List every line of the items that contains the string "pedestal". Case counts.

* Given data:
====

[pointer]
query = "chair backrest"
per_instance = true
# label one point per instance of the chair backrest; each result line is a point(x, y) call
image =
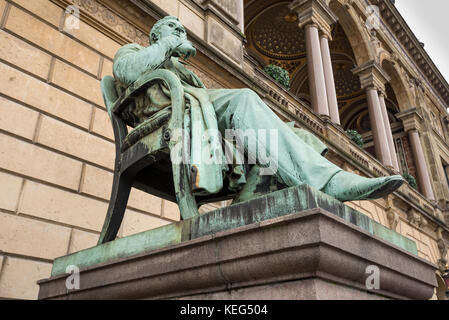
point(109, 93)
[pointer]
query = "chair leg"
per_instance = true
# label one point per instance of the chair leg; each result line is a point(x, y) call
point(121, 189)
point(186, 201)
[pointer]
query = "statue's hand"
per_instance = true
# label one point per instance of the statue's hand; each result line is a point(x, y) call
point(186, 50)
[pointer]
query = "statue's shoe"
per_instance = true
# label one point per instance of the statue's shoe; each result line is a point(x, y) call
point(346, 186)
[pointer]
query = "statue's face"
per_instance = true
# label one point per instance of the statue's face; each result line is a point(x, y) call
point(172, 27)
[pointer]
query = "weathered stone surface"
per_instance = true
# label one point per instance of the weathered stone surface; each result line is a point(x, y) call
point(269, 206)
point(2, 6)
point(30, 237)
point(70, 140)
point(77, 82)
point(43, 9)
point(191, 20)
point(81, 240)
point(101, 124)
point(17, 119)
point(107, 68)
point(95, 39)
point(19, 276)
point(135, 222)
point(29, 90)
point(9, 191)
point(62, 206)
point(20, 53)
point(98, 182)
point(36, 162)
point(171, 7)
point(277, 258)
point(52, 40)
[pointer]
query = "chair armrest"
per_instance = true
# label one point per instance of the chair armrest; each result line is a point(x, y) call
point(144, 82)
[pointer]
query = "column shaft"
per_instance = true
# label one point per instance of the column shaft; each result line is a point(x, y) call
point(330, 82)
point(393, 155)
point(378, 128)
point(420, 163)
point(316, 73)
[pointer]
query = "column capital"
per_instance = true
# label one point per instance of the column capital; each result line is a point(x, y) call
point(314, 12)
point(411, 119)
point(371, 75)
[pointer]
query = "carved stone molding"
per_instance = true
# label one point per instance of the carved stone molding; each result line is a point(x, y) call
point(372, 75)
point(392, 215)
point(314, 12)
point(411, 119)
point(102, 14)
point(416, 219)
point(443, 248)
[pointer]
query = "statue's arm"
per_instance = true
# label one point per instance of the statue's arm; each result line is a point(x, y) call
point(132, 60)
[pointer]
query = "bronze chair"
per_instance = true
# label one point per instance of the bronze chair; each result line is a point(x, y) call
point(143, 155)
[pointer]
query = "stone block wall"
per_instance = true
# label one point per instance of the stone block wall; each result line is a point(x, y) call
point(56, 141)
point(56, 145)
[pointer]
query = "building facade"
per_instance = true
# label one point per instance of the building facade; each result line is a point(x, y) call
point(353, 65)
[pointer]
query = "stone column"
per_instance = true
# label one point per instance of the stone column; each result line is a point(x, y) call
point(412, 121)
point(420, 163)
point(378, 127)
point(317, 82)
point(329, 79)
point(316, 17)
point(393, 155)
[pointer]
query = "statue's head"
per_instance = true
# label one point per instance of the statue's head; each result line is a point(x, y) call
point(166, 26)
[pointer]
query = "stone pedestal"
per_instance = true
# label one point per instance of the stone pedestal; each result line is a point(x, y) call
point(296, 243)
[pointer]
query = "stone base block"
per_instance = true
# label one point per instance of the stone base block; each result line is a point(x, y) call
point(247, 252)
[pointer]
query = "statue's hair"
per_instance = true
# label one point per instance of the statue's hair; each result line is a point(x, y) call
point(154, 33)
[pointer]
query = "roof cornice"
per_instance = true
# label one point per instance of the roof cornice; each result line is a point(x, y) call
point(405, 36)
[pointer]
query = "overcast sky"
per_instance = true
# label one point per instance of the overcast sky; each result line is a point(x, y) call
point(429, 20)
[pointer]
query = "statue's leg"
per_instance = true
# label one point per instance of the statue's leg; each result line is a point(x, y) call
point(296, 161)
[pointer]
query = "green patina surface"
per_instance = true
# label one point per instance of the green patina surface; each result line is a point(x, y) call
point(276, 204)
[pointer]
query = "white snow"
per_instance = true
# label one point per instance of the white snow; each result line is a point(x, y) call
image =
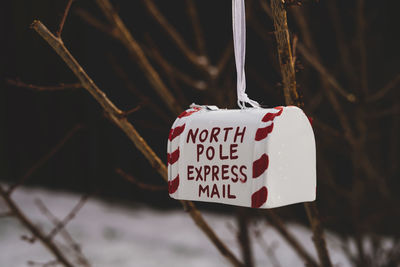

====

* Exercise solution:
query = "stone pedestal"
# label one point per instance of the stone pedestal; each result line is a point(x, y) call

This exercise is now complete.